Record set START

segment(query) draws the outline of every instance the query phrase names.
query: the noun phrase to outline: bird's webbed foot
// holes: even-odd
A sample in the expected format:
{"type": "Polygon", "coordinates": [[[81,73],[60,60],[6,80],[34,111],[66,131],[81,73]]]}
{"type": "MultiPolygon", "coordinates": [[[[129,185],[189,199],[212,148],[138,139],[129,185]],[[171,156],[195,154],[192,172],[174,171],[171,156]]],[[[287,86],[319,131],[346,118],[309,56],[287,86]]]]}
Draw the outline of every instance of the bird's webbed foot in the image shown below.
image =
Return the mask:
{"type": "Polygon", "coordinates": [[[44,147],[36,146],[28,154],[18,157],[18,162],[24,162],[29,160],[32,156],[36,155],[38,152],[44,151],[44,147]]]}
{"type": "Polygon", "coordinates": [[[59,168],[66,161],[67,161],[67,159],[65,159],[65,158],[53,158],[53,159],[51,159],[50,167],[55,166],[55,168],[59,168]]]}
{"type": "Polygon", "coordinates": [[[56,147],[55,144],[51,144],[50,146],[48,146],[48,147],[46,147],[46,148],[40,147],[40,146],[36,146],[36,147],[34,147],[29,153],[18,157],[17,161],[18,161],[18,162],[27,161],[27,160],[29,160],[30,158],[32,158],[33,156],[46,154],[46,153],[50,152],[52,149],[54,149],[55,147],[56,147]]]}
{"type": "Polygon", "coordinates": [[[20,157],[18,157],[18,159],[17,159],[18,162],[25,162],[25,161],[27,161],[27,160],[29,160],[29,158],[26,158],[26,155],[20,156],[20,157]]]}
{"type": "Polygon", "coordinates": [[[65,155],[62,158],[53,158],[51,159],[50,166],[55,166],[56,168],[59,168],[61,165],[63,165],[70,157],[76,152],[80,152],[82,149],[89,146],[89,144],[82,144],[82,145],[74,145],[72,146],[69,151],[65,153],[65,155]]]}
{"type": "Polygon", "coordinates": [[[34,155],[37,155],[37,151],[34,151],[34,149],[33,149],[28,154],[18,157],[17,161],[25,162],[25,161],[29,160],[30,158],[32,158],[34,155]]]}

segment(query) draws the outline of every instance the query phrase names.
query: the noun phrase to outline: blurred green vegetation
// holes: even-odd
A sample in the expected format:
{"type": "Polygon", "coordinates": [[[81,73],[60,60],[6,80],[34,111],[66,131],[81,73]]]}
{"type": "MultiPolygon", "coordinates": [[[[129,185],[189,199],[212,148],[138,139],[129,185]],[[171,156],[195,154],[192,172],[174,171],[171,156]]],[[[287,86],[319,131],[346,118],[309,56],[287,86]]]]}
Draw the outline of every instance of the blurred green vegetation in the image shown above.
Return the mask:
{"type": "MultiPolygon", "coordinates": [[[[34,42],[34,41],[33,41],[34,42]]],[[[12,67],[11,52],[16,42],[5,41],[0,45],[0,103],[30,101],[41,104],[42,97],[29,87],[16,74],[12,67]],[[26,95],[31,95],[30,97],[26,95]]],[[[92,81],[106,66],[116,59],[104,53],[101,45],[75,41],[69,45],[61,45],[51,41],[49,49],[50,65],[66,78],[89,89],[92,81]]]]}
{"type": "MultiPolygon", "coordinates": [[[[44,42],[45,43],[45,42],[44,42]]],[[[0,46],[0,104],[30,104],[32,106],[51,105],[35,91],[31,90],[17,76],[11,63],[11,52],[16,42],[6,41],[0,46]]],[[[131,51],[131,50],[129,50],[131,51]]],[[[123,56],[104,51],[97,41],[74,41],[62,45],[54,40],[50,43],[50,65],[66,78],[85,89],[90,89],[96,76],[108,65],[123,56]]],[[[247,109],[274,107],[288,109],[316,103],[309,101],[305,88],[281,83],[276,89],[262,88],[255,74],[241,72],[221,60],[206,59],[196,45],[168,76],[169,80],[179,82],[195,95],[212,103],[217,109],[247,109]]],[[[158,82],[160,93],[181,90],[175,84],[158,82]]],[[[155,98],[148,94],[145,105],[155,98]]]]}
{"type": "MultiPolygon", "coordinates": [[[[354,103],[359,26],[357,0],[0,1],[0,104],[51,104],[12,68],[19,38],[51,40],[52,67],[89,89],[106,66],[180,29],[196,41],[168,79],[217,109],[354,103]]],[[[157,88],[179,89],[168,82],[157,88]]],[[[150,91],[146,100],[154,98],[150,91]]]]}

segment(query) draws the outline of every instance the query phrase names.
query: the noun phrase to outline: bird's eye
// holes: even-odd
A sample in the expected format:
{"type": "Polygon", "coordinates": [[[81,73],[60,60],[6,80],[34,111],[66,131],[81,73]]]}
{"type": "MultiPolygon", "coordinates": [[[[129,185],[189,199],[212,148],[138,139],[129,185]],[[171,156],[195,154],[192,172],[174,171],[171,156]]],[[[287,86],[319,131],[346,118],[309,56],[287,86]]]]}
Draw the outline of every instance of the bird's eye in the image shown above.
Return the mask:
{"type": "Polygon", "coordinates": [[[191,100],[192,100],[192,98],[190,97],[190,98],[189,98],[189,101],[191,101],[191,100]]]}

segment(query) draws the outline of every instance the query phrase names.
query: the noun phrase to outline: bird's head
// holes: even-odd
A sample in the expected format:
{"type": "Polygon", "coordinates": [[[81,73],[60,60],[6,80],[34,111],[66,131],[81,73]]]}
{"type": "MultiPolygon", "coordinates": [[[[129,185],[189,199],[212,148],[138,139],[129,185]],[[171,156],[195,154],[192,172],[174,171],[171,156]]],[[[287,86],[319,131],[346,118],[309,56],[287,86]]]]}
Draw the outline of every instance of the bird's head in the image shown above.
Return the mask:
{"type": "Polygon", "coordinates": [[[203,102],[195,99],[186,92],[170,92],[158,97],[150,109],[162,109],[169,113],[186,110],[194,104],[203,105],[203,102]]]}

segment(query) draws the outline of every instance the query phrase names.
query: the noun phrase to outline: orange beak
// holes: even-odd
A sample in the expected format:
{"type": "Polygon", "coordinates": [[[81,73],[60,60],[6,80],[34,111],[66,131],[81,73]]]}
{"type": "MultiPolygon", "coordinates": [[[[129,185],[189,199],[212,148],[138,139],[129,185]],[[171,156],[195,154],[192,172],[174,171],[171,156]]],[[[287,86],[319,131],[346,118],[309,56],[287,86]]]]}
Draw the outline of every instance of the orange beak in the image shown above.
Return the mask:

Record set END

[Work instructions]
Lines from the records above that hold "vegetation" are the ones to list.

[Answer below]
query: the noun phrase to outline: blurred green vegetation
Draw the outline of every instance of the blurred green vegetation in the image shown above.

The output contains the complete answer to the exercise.